#### Activity:
Filter by the string "dark": return the lines of the material that contain it.

#### Recorded information:
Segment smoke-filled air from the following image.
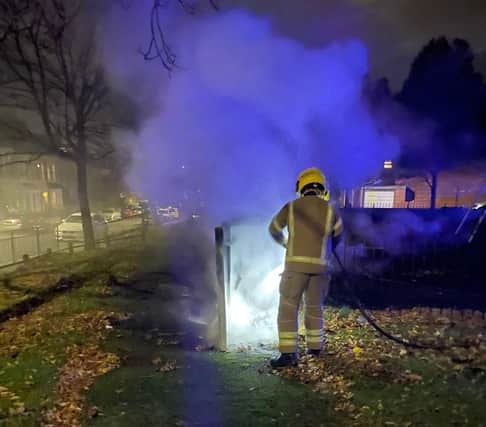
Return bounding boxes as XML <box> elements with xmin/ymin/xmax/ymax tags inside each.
<box><xmin>2</xmin><ymin>0</ymin><xmax>486</xmax><ymax>423</ymax></box>
<box><xmin>103</xmin><ymin>7</ymin><xmax>399</xmax><ymax>222</ymax></box>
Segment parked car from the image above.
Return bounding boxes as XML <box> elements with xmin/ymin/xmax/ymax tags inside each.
<box><xmin>55</xmin><ymin>212</ymin><xmax>107</xmax><ymax>242</ymax></box>
<box><xmin>20</xmin><ymin>215</ymin><xmax>61</xmax><ymax>233</ymax></box>
<box><xmin>157</xmin><ymin>206</ymin><xmax>179</xmax><ymax>219</ymax></box>
<box><xmin>121</xmin><ymin>204</ymin><xmax>142</xmax><ymax>218</ymax></box>
<box><xmin>100</xmin><ymin>208</ymin><xmax>122</xmax><ymax>222</ymax></box>
<box><xmin>0</xmin><ymin>205</ymin><xmax>23</xmax><ymax>234</ymax></box>
<box><xmin>0</xmin><ymin>217</ymin><xmax>23</xmax><ymax>233</ymax></box>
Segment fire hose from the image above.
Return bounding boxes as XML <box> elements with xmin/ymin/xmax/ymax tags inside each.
<box><xmin>332</xmin><ymin>193</ymin><xmax>486</xmax><ymax>352</ymax></box>
<box><xmin>332</xmin><ymin>249</ymin><xmax>449</xmax><ymax>351</ymax></box>
<box><xmin>455</xmin><ymin>180</ymin><xmax>486</xmax><ymax>239</ymax></box>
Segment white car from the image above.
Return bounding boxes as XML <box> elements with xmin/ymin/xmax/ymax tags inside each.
<box><xmin>472</xmin><ymin>201</ymin><xmax>486</xmax><ymax>210</ymax></box>
<box><xmin>0</xmin><ymin>217</ymin><xmax>23</xmax><ymax>233</ymax></box>
<box><xmin>100</xmin><ymin>208</ymin><xmax>122</xmax><ymax>222</ymax></box>
<box><xmin>55</xmin><ymin>212</ymin><xmax>107</xmax><ymax>242</ymax></box>
<box><xmin>157</xmin><ymin>206</ymin><xmax>179</xmax><ymax>219</ymax></box>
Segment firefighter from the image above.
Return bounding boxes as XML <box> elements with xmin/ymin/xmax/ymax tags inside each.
<box><xmin>268</xmin><ymin>167</ymin><xmax>343</xmax><ymax>368</ymax></box>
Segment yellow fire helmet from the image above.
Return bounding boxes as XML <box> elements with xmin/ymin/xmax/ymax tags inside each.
<box><xmin>296</xmin><ymin>167</ymin><xmax>330</xmax><ymax>200</ymax></box>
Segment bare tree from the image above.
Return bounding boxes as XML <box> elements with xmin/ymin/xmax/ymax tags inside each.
<box><xmin>0</xmin><ymin>0</ymin><xmax>113</xmax><ymax>249</ymax></box>
<box><xmin>119</xmin><ymin>0</ymin><xmax>219</xmax><ymax>70</ymax></box>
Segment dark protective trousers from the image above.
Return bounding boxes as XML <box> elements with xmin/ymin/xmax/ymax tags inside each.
<box><xmin>277</xmin><ymin>271</ymin><xmax>330</xmax><ymax>353</ymax></box>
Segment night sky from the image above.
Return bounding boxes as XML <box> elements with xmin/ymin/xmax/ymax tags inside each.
<box><xmin>222</xmin><ymin>0</ymin><xmax>486</xmax><ymax>89</ymax></box>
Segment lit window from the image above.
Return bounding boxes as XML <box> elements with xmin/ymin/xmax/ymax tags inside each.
<box><xmin>384</xmin><ymin>160</ymin><xmax>393</xmax><ymax>169</ymax></box>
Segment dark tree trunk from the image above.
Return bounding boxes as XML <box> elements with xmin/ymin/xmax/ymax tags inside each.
<box><xmin>430</xmin><ymin>171</ymin><xmax>439</xmax><ymax>209</ymax></box>
<box><xmin>76</xmin><ymin>157</ymin><xmax>95</xmax><ymax>249</ymax></box>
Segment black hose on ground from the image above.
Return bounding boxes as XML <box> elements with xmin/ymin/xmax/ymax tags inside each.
<box><xmin>332</xmin><ymin>249</ymin><xmax>448</xmax><ymax>351</ymax></box>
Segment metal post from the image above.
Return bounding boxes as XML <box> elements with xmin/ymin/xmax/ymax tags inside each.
<box><xmin>56</xmin><ymin>226</ymin><xmax>60</xmax><ymax>251</ymax></box>
<box><xmin>35</xmin><ymin>226</ymin><xmax>41</xmax><ymax>256</ymax></box>
<box><xmin>215</xmin><ymin>226</ymin><xmax>227</xmax><ymax>351</ymax></box>
<box><xmin>140</xmin><ymin>211</ymin><xmax>146</xmax><ymax>242</ymax></box>
<box><xmin>105</xmin><ymin>226</ymin><xmax>110</xmax><ymax>247</ymax></box>
<box><xmin>224</xmin><ymin>225</ymin><xmax>231</xmax><ymax>307</ymax></box>
<box><xmin>10</xmin><ymin>231</ymin><xmax>15</xmax><ymax>263</ymax></box>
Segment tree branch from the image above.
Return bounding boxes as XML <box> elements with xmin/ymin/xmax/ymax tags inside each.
<box><xmin>422</xmin><ymin>172</ymin><xmax>433</xmax><ymax>189</ymax></box>
<box><xmin>137</xmin><ymin>0</ymin><xmax>218</xmax><ymax>70</ymax></box>
<box><xmin>209</xmin><ymin>0</ymin><xmax>219</xmax><ymax>10</ymax></box>
<box><xmin>0</xmin><ymin>0</ymin><xmax>112</xmax><ymax>162</ymax></box>
<box><xmin>90</xmin><ymin>148</ymin><xmax>115</xmax><ymax>161</ymax></box>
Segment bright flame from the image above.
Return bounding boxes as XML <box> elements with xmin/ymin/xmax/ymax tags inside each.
<box><xmin>226</xmin><ymin>263</ymin><xmax>284</xmax><ymax>346</ymax></box>
<box><xmin>261</xmin><ymin>264</ymin><xmax>284</xmax><ymax>295</ymax></box>
<box><xmin>229</xmin><ymin>294</ymin><xmax>251</xmax><ymax>327</ymax></box>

#### Task answer:
Segment dark protective trousers from the image above.
Segment dark tree trunk from the image above.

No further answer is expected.